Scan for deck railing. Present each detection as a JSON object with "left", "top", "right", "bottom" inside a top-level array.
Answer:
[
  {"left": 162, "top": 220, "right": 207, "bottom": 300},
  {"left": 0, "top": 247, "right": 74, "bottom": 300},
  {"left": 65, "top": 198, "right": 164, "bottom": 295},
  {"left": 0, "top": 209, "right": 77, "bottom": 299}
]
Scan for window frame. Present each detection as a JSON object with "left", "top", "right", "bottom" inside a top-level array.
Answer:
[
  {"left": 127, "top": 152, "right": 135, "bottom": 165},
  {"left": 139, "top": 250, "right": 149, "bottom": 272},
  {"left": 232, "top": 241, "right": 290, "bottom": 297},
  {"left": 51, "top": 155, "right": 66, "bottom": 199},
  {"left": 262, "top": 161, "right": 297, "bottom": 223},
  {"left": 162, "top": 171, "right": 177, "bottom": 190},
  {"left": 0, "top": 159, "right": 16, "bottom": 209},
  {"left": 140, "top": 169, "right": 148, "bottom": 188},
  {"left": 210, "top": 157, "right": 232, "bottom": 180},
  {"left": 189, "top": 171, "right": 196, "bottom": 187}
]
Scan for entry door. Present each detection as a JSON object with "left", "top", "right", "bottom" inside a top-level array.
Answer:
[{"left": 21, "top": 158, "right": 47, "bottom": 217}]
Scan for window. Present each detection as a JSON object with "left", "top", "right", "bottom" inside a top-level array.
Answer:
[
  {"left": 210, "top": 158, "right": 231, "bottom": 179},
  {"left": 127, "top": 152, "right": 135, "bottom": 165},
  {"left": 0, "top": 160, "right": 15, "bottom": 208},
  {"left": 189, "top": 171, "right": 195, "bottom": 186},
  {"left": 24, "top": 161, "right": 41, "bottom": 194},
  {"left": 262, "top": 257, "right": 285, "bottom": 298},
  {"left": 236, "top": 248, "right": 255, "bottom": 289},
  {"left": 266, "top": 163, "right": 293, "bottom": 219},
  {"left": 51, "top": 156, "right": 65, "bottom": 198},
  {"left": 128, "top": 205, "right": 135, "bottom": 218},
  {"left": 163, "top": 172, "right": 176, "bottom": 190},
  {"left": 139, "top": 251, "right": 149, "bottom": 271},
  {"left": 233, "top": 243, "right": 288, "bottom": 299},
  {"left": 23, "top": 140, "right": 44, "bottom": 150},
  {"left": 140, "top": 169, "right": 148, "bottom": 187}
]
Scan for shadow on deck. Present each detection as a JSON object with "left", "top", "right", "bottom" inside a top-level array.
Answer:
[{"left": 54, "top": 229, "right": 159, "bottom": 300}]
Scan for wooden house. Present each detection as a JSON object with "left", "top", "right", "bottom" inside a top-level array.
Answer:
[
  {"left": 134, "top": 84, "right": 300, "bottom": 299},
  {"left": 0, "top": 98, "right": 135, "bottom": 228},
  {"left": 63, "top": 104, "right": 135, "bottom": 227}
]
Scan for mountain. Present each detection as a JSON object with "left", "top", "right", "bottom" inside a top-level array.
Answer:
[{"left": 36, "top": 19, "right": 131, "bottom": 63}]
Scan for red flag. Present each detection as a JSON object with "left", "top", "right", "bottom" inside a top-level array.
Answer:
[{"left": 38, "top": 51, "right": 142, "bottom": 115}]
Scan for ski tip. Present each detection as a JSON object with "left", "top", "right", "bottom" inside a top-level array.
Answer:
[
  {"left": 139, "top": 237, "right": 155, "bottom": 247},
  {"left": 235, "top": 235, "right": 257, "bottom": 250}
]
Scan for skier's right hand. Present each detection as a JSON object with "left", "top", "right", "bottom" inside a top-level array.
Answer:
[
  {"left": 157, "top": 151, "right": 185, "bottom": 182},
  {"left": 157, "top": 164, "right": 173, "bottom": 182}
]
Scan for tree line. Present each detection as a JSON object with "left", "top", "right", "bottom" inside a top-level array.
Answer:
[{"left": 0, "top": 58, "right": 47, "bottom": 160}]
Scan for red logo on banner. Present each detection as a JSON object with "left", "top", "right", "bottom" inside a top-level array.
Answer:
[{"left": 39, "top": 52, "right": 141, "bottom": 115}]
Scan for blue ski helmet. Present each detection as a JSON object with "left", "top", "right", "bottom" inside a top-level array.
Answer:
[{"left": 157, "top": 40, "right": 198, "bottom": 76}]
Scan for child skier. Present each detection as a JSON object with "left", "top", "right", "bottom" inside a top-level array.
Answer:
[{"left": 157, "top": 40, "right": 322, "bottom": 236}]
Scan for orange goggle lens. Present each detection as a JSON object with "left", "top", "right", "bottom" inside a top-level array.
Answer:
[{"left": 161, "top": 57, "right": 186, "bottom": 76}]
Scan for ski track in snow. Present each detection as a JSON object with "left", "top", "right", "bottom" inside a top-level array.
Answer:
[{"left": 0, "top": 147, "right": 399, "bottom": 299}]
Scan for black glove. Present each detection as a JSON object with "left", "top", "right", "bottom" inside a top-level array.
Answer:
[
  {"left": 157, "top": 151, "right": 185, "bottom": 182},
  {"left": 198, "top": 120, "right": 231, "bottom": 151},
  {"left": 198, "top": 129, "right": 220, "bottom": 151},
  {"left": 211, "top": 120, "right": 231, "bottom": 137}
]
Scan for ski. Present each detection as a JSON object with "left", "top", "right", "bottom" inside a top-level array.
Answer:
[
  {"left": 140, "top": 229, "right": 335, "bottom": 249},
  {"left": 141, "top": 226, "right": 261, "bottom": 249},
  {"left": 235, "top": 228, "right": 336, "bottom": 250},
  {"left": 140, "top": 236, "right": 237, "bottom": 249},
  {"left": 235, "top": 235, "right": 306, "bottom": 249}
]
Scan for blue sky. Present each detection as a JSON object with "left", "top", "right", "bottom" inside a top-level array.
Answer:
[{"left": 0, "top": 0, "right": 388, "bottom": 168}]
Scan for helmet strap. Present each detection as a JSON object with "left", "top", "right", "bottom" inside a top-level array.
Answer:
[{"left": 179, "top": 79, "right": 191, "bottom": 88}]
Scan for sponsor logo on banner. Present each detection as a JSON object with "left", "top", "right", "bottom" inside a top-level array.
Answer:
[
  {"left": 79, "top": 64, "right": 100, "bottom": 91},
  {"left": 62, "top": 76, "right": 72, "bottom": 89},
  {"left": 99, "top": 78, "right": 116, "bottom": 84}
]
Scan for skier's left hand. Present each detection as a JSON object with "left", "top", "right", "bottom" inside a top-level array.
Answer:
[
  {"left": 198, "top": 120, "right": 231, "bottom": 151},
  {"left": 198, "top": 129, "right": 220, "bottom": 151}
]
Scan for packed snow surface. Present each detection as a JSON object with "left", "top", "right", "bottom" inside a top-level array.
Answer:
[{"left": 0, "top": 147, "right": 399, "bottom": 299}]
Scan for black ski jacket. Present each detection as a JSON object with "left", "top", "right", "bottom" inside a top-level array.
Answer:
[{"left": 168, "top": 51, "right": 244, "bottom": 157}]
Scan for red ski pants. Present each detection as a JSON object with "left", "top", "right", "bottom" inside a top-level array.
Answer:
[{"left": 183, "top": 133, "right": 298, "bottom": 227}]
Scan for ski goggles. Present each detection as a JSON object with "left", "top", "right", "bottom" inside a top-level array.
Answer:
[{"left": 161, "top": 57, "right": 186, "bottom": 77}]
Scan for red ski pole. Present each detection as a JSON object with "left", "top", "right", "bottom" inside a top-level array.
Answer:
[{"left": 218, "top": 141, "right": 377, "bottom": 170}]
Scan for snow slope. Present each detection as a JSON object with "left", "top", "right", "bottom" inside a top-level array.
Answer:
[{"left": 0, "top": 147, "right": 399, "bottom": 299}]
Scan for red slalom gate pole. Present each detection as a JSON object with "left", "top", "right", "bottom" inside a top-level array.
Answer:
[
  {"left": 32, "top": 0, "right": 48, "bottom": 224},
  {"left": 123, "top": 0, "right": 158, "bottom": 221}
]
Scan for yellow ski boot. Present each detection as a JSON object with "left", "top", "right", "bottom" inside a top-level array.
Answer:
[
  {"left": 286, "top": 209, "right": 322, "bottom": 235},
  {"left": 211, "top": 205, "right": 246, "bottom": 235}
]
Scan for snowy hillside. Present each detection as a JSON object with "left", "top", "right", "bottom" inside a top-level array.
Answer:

**WORK TO COMPLETE:** Go through the material line by line. Show each line that contains the string "pole".

**SOLUTION TO THE PROBLEM:**
Scan for red ski pole. Present each detection as a JSON object with "left", "top", "right", "bottom" inside a top-level array.
Scan for red slalom gate pole. Present each detection as a JSON object with "left", "top", "right", "bottom" inside a top-level array.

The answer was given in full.